*What is being asked*. Quote, without any change, the line that contains "Target: sidewalk" and all lines that follow it to the end of the data below.

....

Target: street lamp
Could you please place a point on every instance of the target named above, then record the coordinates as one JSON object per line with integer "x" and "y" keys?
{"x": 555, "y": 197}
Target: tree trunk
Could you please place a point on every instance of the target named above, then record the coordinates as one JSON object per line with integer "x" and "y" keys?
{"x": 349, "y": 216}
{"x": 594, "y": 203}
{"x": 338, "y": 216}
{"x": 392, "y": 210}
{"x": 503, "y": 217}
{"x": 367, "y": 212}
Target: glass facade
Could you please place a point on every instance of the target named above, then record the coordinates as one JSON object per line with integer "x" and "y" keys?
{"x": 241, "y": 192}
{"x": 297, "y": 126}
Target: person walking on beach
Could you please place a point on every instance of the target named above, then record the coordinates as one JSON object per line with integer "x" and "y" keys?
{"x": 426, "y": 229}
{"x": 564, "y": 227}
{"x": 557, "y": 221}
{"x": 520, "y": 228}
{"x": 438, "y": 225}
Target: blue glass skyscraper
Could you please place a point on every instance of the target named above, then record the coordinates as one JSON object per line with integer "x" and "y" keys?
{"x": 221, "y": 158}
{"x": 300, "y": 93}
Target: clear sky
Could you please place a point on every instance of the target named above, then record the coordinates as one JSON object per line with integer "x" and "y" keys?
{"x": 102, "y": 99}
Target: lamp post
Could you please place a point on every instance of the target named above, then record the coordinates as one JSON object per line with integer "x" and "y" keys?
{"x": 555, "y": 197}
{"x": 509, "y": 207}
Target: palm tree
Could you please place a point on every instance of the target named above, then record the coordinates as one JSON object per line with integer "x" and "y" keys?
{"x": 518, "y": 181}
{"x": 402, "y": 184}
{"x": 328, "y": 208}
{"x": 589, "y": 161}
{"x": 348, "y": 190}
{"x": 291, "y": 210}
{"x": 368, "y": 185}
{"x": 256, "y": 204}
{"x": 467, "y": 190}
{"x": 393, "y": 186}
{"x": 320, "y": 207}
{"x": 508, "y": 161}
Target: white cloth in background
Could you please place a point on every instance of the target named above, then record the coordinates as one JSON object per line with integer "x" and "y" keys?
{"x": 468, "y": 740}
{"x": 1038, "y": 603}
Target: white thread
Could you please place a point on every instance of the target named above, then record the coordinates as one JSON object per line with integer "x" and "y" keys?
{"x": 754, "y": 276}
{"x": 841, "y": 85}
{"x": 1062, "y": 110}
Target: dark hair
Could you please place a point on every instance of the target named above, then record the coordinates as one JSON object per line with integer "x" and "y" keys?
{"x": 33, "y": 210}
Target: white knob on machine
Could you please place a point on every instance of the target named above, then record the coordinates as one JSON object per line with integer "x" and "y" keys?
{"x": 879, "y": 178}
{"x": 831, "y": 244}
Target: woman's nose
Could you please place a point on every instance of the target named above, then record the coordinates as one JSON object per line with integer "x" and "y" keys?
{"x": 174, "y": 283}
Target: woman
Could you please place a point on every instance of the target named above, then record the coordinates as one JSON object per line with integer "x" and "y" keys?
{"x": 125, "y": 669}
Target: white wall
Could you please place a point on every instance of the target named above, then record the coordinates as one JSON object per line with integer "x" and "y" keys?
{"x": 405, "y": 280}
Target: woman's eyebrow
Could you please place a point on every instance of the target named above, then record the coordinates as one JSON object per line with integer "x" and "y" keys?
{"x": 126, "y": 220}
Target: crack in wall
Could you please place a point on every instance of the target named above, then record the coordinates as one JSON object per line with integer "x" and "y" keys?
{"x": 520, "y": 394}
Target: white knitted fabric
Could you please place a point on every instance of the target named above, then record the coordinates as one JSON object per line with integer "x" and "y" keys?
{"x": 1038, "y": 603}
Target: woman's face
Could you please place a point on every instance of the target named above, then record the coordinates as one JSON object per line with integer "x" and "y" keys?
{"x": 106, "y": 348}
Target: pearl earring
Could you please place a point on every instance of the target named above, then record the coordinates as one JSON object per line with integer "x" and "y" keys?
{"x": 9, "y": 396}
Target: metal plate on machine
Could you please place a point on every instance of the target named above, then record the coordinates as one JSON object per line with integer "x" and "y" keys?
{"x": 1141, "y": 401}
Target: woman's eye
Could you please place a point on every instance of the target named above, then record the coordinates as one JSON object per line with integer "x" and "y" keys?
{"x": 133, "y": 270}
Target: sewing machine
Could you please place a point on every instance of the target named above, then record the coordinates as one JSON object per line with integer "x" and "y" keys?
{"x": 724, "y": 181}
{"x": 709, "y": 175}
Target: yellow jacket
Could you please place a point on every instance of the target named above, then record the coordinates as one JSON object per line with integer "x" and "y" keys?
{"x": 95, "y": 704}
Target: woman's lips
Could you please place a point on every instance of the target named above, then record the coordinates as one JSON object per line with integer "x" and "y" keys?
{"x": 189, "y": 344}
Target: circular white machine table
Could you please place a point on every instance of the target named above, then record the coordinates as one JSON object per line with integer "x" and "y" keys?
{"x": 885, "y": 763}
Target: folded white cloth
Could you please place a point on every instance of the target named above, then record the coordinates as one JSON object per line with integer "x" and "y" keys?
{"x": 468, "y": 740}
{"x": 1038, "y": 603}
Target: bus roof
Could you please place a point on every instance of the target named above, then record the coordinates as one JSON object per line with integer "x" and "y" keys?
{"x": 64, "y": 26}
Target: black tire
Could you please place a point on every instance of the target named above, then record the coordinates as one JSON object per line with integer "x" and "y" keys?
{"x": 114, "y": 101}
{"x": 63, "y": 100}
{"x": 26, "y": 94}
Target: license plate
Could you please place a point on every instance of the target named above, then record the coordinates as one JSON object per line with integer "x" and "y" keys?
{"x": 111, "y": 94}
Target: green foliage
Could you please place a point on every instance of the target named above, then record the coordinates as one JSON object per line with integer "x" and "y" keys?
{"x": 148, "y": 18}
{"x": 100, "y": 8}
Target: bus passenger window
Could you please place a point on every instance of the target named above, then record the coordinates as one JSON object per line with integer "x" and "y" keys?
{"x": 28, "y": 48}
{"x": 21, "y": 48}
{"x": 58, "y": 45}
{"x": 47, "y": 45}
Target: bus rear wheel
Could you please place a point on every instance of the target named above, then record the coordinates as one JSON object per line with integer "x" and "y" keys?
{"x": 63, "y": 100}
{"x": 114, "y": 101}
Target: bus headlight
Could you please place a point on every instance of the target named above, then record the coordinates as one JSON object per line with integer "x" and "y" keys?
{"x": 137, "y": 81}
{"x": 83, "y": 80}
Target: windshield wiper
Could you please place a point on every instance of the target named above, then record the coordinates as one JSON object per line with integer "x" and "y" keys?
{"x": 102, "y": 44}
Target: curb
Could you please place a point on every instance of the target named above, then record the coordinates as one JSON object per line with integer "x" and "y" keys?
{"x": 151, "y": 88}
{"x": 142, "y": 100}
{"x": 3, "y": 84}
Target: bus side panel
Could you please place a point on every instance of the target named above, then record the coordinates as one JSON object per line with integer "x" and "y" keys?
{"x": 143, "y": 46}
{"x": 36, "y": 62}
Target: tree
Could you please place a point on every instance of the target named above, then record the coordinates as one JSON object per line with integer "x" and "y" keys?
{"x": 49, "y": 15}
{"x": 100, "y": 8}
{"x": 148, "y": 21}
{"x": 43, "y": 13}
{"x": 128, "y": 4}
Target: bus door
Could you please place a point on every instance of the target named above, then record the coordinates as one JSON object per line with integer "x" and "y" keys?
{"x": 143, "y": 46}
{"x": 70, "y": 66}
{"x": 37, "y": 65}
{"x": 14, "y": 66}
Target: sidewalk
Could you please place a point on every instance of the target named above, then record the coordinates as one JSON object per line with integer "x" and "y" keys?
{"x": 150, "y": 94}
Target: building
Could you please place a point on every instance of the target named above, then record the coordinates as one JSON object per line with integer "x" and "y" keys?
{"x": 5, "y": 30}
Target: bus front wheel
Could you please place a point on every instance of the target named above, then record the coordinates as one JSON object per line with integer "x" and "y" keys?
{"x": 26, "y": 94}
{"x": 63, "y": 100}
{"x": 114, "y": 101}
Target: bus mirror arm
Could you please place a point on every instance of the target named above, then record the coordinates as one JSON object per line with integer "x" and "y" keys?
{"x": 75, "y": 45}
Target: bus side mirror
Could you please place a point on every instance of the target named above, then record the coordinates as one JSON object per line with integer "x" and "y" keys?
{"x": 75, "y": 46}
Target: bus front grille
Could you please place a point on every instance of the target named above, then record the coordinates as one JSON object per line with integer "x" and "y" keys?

....

*The output*.
Target: sidewalk
Could you please place a point on every instance of the target named above, then record the coordinates as one JSON object per line with integer "x" and "y" keys?
{"x": 150, "y": 94}
Target: building
Could you please place a point on every instance of the target named above, then record the coordinates as one JSON object per line with integer "x" and "y" keys?
{"x": 5, "y": 30}
Target: bus front wheel
Could you please place a point on every instance of the target named above, then record the coordinates as one JSON object per line with integer "x" and "y" keys?
{"x": 26, "y": 94}
{"x": 63, "y": 100}
{"x": 114, "y": 101}
Target: bus mirror arm
Could you please place a point on every instance of the target named above, then record the coordinates as one JSON object per line with integer "x" and "y" keys?
{"x": 75, "y": 45}
Target: bus side mirror
Could you please place a point on every instance of the target named above, then record the coordinates as one JSON object per line with integer "x" and "y" keys?
{"x": 75, "y": 46}
Target: bus front grille
Could you please place a point on every instance of the target named above, then record the coordinates as one JSON object per line with integer "x" and "y" keys?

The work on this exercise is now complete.